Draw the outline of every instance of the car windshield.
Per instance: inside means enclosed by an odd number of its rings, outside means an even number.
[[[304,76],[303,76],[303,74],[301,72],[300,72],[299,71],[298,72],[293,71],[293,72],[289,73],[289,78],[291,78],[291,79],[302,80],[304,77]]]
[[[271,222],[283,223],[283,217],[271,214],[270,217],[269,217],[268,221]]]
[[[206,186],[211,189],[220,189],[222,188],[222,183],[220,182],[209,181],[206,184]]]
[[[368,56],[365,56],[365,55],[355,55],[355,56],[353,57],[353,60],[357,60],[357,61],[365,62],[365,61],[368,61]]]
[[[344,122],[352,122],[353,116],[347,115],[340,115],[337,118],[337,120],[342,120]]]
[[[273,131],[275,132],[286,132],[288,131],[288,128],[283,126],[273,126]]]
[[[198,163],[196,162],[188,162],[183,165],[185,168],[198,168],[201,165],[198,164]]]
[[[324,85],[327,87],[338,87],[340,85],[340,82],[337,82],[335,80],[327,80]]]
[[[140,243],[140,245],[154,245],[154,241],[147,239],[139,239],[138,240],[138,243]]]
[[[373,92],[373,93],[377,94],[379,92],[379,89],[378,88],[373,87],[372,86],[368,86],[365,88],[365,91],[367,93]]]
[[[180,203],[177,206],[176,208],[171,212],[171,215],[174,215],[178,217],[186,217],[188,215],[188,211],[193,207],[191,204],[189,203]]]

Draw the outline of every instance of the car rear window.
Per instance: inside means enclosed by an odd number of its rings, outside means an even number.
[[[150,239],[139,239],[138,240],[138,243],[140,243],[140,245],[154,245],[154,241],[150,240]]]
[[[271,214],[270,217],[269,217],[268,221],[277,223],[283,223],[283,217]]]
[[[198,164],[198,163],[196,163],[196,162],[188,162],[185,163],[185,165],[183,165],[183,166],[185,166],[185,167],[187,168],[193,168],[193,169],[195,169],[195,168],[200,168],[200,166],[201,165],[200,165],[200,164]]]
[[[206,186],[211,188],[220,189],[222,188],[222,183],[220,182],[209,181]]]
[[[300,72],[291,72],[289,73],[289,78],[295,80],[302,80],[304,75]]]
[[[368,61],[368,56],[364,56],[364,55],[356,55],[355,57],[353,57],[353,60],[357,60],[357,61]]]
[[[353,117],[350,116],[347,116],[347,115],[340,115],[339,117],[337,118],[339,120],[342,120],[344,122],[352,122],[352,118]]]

YOUR OBJECTIVE: Please pull out every line of the listing above that contains the string "Draw", treating uppercase and lowercase as different.

FINISHED ANSWER:
Draw the outline of every instance of the car windshield.
Draw the outline of every instance of the car rear window.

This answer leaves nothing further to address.